> _Set task_
Reproduce the records below in full and word for word, excluding pictures.

......

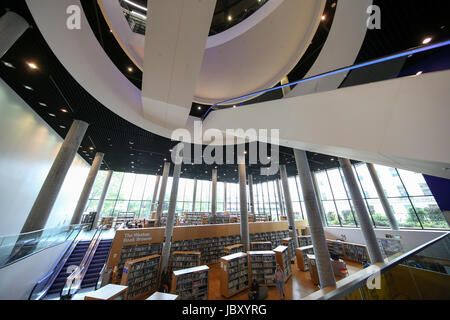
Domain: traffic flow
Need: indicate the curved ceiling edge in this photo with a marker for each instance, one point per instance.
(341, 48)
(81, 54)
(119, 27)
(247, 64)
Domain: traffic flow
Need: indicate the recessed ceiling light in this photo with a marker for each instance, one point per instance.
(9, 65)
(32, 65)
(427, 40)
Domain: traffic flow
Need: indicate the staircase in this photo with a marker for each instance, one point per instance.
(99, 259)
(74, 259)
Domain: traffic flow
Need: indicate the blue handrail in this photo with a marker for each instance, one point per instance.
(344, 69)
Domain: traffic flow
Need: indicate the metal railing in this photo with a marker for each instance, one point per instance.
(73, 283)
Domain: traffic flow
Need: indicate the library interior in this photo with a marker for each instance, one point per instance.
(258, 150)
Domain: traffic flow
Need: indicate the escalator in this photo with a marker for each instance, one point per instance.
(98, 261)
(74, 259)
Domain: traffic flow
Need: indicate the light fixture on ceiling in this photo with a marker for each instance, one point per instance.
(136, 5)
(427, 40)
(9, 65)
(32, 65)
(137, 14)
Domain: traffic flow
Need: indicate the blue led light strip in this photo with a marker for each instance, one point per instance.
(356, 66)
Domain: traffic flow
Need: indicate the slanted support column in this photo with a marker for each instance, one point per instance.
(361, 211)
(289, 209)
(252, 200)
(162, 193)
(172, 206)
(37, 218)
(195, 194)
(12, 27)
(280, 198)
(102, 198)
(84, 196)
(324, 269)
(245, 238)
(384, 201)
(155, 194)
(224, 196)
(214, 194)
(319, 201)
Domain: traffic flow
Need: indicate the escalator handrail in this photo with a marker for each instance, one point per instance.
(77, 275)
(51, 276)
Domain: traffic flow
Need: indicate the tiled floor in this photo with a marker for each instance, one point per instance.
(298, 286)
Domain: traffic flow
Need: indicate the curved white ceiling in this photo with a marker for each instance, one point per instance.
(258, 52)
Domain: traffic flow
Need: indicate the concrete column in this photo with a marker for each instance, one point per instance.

......

> _Correct response_
Domain: traffic flow
Need: indicate the curved ceiling edge in this photo with a marker for each instance, one point per instance.
(341, 48)
(81, 54)
(119, 27)
(247, 64)
Domain: traffic flow
Need: indicate the recessed ceiling light in this photo with a marker for each instance, one point per instance.
(9, 65)
(32, 65)
(427, 40)
Domain: traffic flow
Need: indicate the staircase in this photo with a marker for each instance, one point per instance.
(99, 259)
(74, 259)
Domain: traffic flow
Need: indicate the blue handrail in this photo with a marker for each instance, one point per instance.
(344, 69)
Domain: traffic flow
Need: indicate the metal railing in this photo with a marker for each instance, one point per instance.
(73, 283)
Domain: traffic flow
Need: indicate the library interior in this photo with a marker for each instance, one point per instance.
(258, 150)
Domain: traffic flow
Need: indicate the escalator in this photo with a marker for each instance, one point per instance.
(98, 261)
(74, 259)
Domain: traffic flow
Need: indicate the light fixture on ceiling in this photo with a marker for each instance, one point per instance.
(136, 5)
(427, 40)
(9, 65)
(32, 65)
(137, 14)
Domain: traffic flow
Need: indicate the blue led light strip in this photo with a marker for each instance, one point per instance.
(356, 66)
Domain: traffic flow
Need: indicate the slanted support column in this photo with a marker for each instance, one point per instance.
(361, 211)
(289, 209)
(252, 200)
(162, 193)
(172, 206)
(37, 218)
(195, 194)
(12, 27)
(280, 198)
(102, 198)
(84, 196)
(324, 269)
(245, 238)
(384, 201)
(155, 194)
(224, 196)
(214, 194)
(319, 201)
Domain: traffic flow
Need: indicate the escalator handrail in this photo with a marker for each instance, one point per instance.
(77, 275)
(51, 276)
Domain: traffic flow
Need: indicate the tiled floor in this photo with a marker for each instance, one point per instance.
(298, 286)
Domain: traffic flow
Need: indicate the curved white ceiling in this photo with a marker for each instance, one point per instance.
(258, 52)
Domain: traffic flow
Need: indicate the concrete column in this photo with a marker for each instance, one point per instance.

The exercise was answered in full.